Selasa, 10 Mei 2011

DAULAH KHILAFAH: METODE PENERAPAN SYARIAT


Pendahuluan
Sebagai konsekuensi keimanannya kepada Allah Swt., seorang muslim wajib terikat pada syariat Islam. Karena itu, syariat Islam harus diterapkan pada semua lini kehidupan, baik dalam konteks kehidupan pribadi, kelompok, maupun dalam kehidupan bermasyarakat dan bernegara. Semestinya tidak perlu lagi diperdebatkan  mengingat semua itu merupakan perkara yang telah jelas kewajibannya dalam agama Islam (ma’lumun mina al-dini bi adh-dharurah). Bahkan, sejatinya perwujudan utama dari misi hidup seorang muslim beribadah kepada Allah adalah dengan sebaik-baiknya menjalankan syariat, baik dalam ibadah, akhlak, makanan-minuman, pakaian, maupun dalam muamalah dan dakwah. Di samping itu, sejatinya pula   berdirinya sebuah negara dengan segenap struktur dan kewenangannya dalam pandangan Islam agar tetap dalam konteks ibadah, dan tidak lain adalah untuk menyukseskan penerapan syariat itu. 
Dengan demikian,  perjuangan bagi tegaknya syariat Islam di mana pun, termasuk di negeri ini jelas sangatlah penting.  Secara imani, perjuangan itu merupakan tuntutan akidah Islam. Secara faktual, dalam konteks Indonesia, sistem apalagi yang diharapkan mampu menyelesaikan krisis multidimensi yang kini tengah dihadapi Indonesia bila bukan syariat Islam, setelah Sosialisme hancur dan Kapitalisme terbukti makin loyo? Juga secara operasional, pemberlakuan  syariat Islam kiranya akan nyambung dengan denyut nadi iman atau keyakinan mayoritas pendudukan negeri ini yang muslim. Bila itu bisa diwujudkan, maka gagasan bahwa kehidupan berbangsa dan bernegara juga menjadi bagian dari ibadah setiap muslim, akan dapat diwujudkan pula secara nyata.

Cuplikan dataset
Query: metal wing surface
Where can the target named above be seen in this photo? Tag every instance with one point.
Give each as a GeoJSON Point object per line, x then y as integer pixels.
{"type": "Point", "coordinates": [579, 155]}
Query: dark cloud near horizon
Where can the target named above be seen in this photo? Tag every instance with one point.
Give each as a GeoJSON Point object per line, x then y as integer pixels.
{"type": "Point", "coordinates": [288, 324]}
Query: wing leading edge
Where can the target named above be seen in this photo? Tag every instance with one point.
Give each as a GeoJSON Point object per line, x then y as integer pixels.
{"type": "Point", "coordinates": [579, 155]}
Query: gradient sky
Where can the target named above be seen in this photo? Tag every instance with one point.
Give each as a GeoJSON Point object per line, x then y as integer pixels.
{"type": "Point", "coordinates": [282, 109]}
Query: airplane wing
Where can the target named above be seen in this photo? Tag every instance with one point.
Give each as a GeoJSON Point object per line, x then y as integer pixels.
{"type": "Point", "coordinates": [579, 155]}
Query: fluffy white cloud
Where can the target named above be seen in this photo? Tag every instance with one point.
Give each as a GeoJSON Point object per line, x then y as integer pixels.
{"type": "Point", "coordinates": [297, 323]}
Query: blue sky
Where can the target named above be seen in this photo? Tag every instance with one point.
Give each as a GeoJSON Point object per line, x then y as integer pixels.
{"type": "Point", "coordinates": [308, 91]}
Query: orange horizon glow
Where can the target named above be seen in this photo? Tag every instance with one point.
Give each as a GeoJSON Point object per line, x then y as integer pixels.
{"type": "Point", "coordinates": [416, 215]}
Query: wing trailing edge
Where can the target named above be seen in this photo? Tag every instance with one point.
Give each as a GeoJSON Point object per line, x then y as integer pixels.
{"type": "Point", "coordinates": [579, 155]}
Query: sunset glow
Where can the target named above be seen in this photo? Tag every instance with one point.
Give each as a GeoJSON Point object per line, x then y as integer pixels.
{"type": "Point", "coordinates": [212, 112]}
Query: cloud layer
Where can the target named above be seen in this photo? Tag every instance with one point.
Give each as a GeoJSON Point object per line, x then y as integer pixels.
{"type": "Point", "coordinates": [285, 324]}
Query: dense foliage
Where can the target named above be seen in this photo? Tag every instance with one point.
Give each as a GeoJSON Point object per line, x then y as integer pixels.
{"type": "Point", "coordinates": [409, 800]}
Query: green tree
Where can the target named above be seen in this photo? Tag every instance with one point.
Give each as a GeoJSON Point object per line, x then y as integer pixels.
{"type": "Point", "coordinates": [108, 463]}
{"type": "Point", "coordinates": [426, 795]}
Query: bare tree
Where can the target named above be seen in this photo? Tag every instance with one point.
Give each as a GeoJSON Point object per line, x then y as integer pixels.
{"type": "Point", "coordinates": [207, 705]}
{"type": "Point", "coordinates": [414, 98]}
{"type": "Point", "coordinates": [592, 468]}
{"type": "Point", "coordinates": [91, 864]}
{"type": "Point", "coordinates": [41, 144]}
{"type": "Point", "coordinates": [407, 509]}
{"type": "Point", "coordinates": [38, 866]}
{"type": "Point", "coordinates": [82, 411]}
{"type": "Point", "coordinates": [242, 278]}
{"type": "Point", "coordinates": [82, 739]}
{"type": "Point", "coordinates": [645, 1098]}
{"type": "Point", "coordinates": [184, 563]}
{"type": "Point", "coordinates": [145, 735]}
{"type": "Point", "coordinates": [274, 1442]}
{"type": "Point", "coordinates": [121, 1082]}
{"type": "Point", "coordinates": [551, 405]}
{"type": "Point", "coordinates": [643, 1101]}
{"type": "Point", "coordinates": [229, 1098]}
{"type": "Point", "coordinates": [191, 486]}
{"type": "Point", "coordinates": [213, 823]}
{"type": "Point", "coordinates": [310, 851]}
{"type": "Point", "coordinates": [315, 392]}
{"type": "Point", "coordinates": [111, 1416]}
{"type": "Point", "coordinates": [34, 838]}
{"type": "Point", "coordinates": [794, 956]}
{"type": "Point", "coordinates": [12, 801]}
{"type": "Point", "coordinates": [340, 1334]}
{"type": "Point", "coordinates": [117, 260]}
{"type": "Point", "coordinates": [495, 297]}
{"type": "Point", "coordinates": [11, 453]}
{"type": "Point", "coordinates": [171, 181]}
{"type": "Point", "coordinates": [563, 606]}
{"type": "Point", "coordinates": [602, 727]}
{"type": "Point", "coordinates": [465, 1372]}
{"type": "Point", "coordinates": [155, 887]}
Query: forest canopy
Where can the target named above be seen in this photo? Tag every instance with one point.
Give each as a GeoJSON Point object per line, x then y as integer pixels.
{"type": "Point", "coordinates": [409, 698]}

*SOAL*
Lanjutkan tulisan tentang metode penerapan syariat melalui Daulah Khilafah, dimulai dari kalimat sesudah kalimat terakhir yang tercantum.

*HASIL*
Pilar Penegakan Syariat

      Secara faktual, penegakan syariat memerlukan tiga pilar, yakni ketakwaan individu, kontrol masyarakat, dan kewenangan negara. Untuk mewujudkan penerapan syariat secara optimal diperlukan ketiga pilar itu sekaligus. Tidak bisa hanya salah satu atau salah dua saja.  Ketakwaan individu adalah pilar dasar. Dari sinilah, dorongan  penerapan syariat Islam berasal. Individu  yang bertakwa adalah muslim yang dengan dorongan imannya tunduk kepada syariat. Kemudian, ia akan melaksanakannya dengan penuh kesungguhan dan keikhlasan, baik di saat sendiri maupun ketika bersama orang lain. Ia menyadari bahwa  dengan melaksanakan syariat, misi hidupnya untuk beribadah kepada Allah Swt. dapat diwujudkan secara nyata. Dengan itu pula, ia bisa mengharapkan keridhaan Allah, ampunan,  pertolongan, serta kebaikan  hidup di dunia dan akhirat. Bila ada yang paling ditakuti, maka itu adalah murka Allah. Selain itu, bila ada yang paling diingini, maka itu adalah ampunan dan keridhaan-Nya. Bagi orang yang bertakwa, melaksanakan syariat sama sekali tidak dirasakan sebagai beban. Justru sebaliknya, ia akan merasa amat berat bila harus meninggalkan syariat. Dengan melaksanakan syariat, ia merasakan kelezatan dan kenikmatan. Sebaliknya, meninggalkan syariat merupakan siksakan yang terasa getir, pahit dan menyiksa. Tentu, orang seperti ini  akan menjemput syariat dengan penuh rasa gembira, bukan malah lari meninggalkannya, sebagaimana tampak pada seorang wanita, al-Ghamidiyah dan seorang lelaki bernama Maiz bin Malik al-Aslami.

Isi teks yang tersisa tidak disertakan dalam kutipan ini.